• 任务说明: 请逐字抄录下文中讲 findContours 去除重复轮廓的那段文本，起于“# get contours”，止于“and outer contours)”。

• 所给文本:
········

我使用findContours获取每个矩形的点。由于findContours将给出中空形状的内外轮廓，因此我们必须通过检查相似的周长来消除重复

import cv2
import numpy as np

# load image
img = cv2.imread("rectangles.png");

# make a mask
gray = cv2.cvtColor(img, cv2.COLOR_BGR2GRAY);
mask = cv2.inRange(gray, 100, 255);

# get contours # OpenCV 3.4, if you're using OpenCV 2 or 4, it returns (contours, _)
_, contours, _ = cv2.findContours(mask, cv2.RETR_TREE, cv2.CHAIN_APPROX_SIMPLE);
print(len(contours));

# remove contours with very similar perimeters (we get back inner and outer contours)
cutoff_percent = 0.05;
no_dupes = [];
for con in contours:
    perim = cv2.arcLength(con, closed = True);
    # check for duplicate
    dupe_flag = False;
    for dupe in no_dupes:
        dupe_perim = cv2.arcLength(dupe, closed = True);
        if abs(dupe_perim - perim) < cutoff_percent * perim:
            dupe_flag = True;
            break;

    # add to list
    if not dupe_flag:
        no_dupes.append(con);
print(len(no_dupes));

# draw each one sequentially
blank = np.zeros_like(img);
cv2.imwrite("blank.png", blank);
for a in range(len(no_dupes)):
    cv2.drawContours(blank, [no_dupes[a]], -1, (200, 200, 0), 1);
    cv2.imshow("blank", blank);
    cv2.waitKey(0);

# show
cv2.imshow("Image", img);
cv2.waitKey(0);

········

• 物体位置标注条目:
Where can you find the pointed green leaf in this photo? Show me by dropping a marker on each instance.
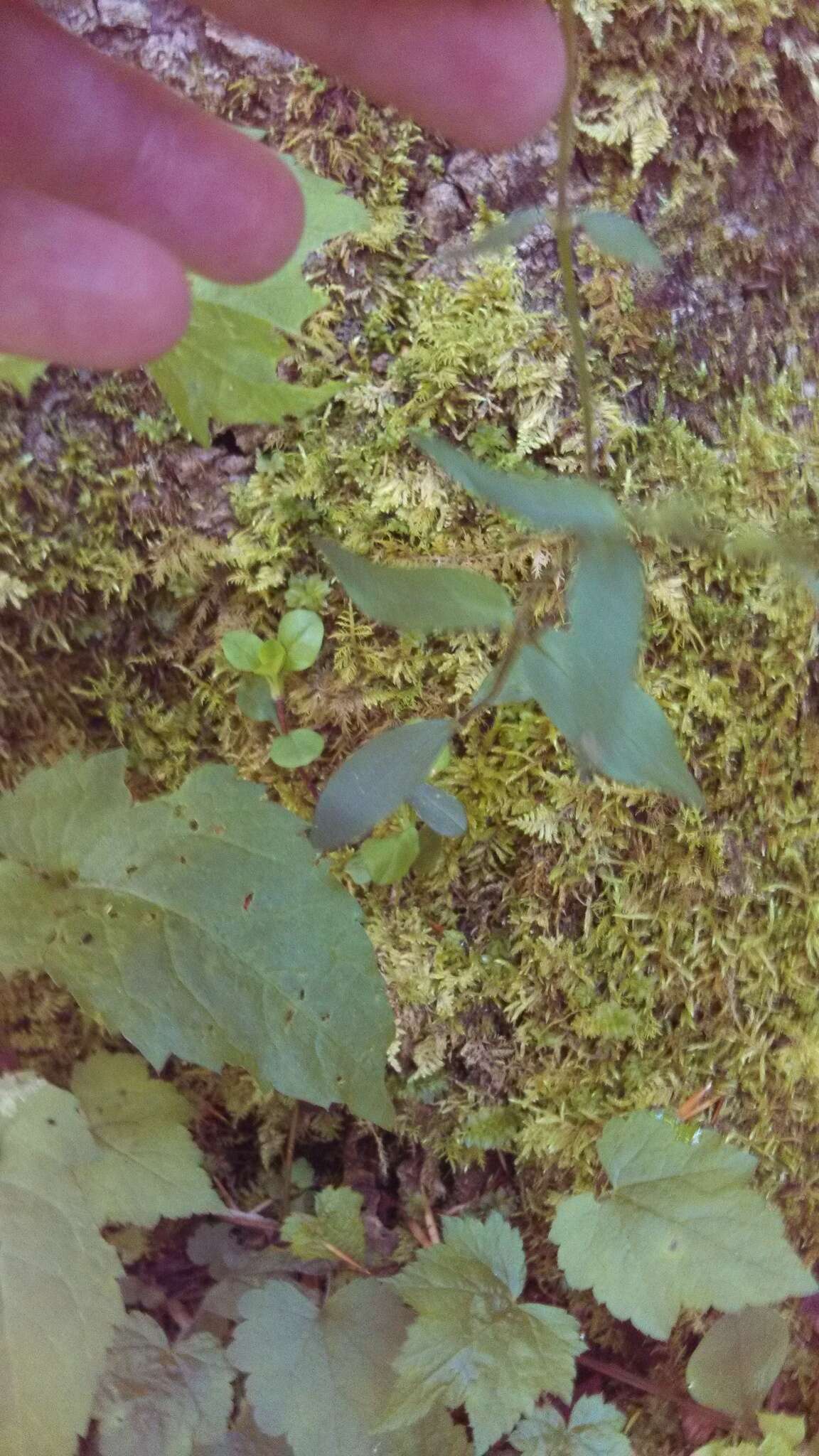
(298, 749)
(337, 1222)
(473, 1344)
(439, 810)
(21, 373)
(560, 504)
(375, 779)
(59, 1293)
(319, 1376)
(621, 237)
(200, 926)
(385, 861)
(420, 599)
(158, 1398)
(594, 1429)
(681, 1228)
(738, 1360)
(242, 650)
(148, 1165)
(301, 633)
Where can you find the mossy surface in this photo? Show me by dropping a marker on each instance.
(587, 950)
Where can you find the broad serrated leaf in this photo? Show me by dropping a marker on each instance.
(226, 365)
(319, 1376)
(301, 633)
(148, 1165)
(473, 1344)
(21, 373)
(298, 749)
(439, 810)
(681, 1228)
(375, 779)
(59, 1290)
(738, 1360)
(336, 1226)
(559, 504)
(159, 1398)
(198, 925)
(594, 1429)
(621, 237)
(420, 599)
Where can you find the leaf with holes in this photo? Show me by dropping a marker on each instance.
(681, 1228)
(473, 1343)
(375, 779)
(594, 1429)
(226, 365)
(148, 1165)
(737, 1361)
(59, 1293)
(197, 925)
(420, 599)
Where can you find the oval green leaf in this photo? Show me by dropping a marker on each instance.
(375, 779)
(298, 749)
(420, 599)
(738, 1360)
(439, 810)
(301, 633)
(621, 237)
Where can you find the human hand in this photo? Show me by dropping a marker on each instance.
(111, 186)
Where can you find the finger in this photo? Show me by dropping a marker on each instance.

········

• 回答:
# get contours # OpenCV 3.4, if you're using OpenCV 2 or 4, it returns (contours, _)
_, contours, _ = cv2.findContours(mask, cv2.RETR_TREE, cv2.CHAIN_APPROX_SIMPLE);
print(len(contours));

# remove contours with very similar perimeters (we get back inner and outer contours)